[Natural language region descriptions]
- - - - - - -
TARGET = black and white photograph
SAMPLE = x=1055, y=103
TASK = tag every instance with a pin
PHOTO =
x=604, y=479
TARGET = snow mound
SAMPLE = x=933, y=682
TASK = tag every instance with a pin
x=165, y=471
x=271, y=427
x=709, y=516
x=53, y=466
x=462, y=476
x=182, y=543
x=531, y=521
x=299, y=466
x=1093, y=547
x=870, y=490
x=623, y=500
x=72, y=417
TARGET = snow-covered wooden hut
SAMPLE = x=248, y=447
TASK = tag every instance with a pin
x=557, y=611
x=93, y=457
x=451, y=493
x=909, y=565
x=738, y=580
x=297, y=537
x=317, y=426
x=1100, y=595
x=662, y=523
- - - - - - -
__TO DO__:
This exercise asks for the line with "TARGET = snow-covered wooden hut" and all lines after it through the end of the records above, retyped exactly and with nothing else.

__WRITTEN SOLUTION__:
TARGET = snow-covered wooden hut
SAMPLE = x=248, y=447
TASK = tag every instance with a pin
x=557, y=611
x=93, y=457
x=451, y=493
x=909, y=565
x=738, y=580
x=297, y=537
x=317, y=426
x=1100, y=595
x=662, y=523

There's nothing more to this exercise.